• Directions
Please continue the account of the four chaplains aboard the Dorchester, starting right after its last sentence.

What) On January 23, 1943, 32-year-old Rabbi Alexander Goode boarded the USAT Dorchester, an 18-year-old coastal steamer that had been converted to a troop transport.  The Dorchester sailed north from New York towards Saint John's, Newfoundland.   During the voyage, Rabbi Goode and his friend from chaplains school, the Rev. George Lansing Fox, 43, met and befriended two other chaplains: the Rev. Clark Vandersall Poling, 31, and Father John Patrick Washington, 33.

    On February 1, 1943, the Dorchester docked in St. John’s, Newfoundland.  This gave the soldiers aboard the opportunity to mail letters to loved ones assuring them that they were safe.  The next day, the Dorchester left Newfoundland and lumbered through the cold, unfriendly seas on the way to Greenland.  With thoughts of the enemy ever present, the four chaplains tried to have a private word with everyone aboard.

• Dataset
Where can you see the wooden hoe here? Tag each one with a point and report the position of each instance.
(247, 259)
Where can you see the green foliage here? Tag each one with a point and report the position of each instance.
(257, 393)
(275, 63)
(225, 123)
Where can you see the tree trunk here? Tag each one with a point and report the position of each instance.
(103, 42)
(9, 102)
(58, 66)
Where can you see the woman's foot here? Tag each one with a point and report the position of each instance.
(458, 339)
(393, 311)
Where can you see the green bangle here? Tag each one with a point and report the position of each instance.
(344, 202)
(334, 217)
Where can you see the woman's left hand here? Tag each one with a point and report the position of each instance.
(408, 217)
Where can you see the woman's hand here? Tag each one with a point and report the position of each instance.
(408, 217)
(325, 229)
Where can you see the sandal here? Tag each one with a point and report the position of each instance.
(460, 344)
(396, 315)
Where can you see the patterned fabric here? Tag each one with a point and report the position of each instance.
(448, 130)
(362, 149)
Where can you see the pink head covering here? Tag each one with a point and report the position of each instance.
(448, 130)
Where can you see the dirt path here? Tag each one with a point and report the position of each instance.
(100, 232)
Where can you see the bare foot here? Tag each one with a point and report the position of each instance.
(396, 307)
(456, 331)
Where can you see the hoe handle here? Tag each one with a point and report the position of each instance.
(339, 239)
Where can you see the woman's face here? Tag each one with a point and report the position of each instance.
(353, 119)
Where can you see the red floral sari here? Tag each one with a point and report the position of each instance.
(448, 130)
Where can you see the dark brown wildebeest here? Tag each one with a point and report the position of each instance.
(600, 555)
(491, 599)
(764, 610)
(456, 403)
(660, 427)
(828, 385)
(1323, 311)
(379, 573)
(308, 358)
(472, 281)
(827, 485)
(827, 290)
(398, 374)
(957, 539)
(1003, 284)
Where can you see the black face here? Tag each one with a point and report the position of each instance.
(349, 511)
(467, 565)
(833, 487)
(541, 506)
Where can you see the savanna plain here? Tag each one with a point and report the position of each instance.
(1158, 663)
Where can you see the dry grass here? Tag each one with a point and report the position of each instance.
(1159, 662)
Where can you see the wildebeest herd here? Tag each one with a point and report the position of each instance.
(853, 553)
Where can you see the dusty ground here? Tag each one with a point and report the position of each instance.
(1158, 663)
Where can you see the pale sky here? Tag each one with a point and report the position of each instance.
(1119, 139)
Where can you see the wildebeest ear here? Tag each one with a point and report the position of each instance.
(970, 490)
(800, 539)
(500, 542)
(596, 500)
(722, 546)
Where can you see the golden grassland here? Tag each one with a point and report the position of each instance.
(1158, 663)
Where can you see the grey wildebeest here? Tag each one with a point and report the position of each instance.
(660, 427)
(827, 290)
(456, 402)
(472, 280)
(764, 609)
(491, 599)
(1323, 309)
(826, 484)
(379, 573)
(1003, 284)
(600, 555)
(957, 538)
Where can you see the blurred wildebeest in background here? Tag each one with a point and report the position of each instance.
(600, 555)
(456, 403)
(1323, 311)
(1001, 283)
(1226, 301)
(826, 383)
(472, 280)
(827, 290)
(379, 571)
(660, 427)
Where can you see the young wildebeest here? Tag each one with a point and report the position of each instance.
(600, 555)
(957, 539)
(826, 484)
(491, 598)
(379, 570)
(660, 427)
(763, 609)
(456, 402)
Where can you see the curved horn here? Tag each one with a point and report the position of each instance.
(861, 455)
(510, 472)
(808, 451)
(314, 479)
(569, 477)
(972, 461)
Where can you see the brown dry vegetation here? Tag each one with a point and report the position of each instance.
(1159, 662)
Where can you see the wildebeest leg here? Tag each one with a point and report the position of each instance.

• Final answer
    At 12:55 am on February 3, 1943, a torpedo from U-boat U-223 slammed into the starboard side of the Dorchester below the water line.  No sirens had warned of the attack and hundreds of shocked and panicked men quickly emerged from below deck.  The ship rapidly listed to starboard rendering twelve of the fourteen lifeboats inaccessible.  Despairing soldiers called out for their mothers.  All the while, the chaplains worked to calm the men and locate life jackets in the deck's storage areas.  A few minutes before the Dorchester would sink, all the life jackets had been distributed yet dozens of men were without one.

    At that moment, Rabbi Goode, Rev. Fox, Rev. Poling and Father Washington performed an extraordinary act of heroism.  All four men removed their life jackets and handed them to others.  It will never be known whether the chaplains had made the decision beforehand or if they acted spontaneously.  One of the chaplains was overheard saying to a young soldier without a life jacket, "Here, take mine.  I won't need it.  I'm staying."  Petty Officer John J. Mahoney remembers that he tried to go below deck to get his gloves but was stopped by Rabbi Goode who said, "Take mine, I have two pairs."  It occurred to Mahoney only later that Chaplain Goode didn't really have a second pair.  The chaplains remained calm, offering words of solace and prayer to the frightened and wounded men trapped aboard the sinking ship.  Their demeanor, noted by many of the survivors, restrained some of the panic and probably contributed to the survival of additional men.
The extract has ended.